- [What the task requires] Starting at the line that contains "of the musician's", repeat each line exactly through the last line of the listing, and repeat nothing else.

+-------+

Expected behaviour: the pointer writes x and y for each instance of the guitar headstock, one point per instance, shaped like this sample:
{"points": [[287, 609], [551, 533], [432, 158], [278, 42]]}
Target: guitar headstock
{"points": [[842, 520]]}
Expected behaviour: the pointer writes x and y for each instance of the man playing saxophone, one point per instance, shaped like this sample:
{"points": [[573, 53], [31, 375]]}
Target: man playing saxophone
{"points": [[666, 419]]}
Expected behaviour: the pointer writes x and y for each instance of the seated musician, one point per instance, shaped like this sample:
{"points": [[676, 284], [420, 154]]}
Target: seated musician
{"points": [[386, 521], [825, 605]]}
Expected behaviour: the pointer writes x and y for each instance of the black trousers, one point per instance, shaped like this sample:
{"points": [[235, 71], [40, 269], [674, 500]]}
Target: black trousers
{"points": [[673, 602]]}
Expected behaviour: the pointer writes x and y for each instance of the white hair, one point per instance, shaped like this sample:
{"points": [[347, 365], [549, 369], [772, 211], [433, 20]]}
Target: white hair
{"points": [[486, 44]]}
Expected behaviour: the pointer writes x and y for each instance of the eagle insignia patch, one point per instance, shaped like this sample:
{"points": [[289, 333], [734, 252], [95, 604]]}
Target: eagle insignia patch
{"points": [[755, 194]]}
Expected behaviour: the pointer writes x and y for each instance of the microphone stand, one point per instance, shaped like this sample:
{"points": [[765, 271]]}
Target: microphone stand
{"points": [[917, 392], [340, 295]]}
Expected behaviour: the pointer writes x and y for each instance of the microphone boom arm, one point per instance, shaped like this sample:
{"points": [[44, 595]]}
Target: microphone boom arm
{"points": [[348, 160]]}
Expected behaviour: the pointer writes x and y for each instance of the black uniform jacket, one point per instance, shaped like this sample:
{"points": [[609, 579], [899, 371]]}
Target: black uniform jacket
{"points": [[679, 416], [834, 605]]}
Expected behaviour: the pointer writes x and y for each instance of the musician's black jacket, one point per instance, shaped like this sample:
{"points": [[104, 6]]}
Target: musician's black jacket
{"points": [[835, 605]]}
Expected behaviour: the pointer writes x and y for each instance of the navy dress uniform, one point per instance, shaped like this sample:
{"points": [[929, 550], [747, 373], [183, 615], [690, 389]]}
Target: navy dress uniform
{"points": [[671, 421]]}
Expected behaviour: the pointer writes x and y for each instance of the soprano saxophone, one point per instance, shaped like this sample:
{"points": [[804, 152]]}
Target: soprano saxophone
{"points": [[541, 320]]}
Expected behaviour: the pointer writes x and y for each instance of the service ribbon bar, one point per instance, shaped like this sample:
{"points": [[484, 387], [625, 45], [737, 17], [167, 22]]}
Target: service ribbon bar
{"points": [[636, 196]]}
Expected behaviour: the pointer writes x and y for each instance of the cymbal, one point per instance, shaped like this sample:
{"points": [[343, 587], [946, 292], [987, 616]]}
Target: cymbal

+-------+

- [Exercise result]
Expected behaviour: the pointer writes x and y for each instance of the musician's black jacket, one point per instance, shaped like this sample:
{"points": [[104, 6]]}
Target: musician's black jacket
{"points": [[835, 605]]}
Expected behaviour: the pointer writes x and y for each instance of the navy dress uniform, one point per instance, shaped like this sample:
{"points": [[929, 550], [747, 373], [183, 615], [690, 389]]}
Target: navy dress uniform
{"points": [[671, 421]]}
Expected behaviour: the pointer writes x and y for each instance of the soprano saxophone, one point per instance, shaped like this sample:
{"points": [[804, 152]]}
Target: soprano saxophone
{"points": [[541, 320]]}
Expected behaviour: the pointer writes x and y for each instance of the service ribbon bar, one point per instance, shaped like this sample:
{"points": [[484, 387], [625, 45], [737, 17], [167, 22]]}
Target: service ribbon bar
{"points": [[636, 196]]}
Expected behaviour: the pointer writes x and y for each instance of the cymbal, one point per instance, shaped like this sample:
{"points": [[343, 587], [946, 292], [987, 616]]}
Target: cymbal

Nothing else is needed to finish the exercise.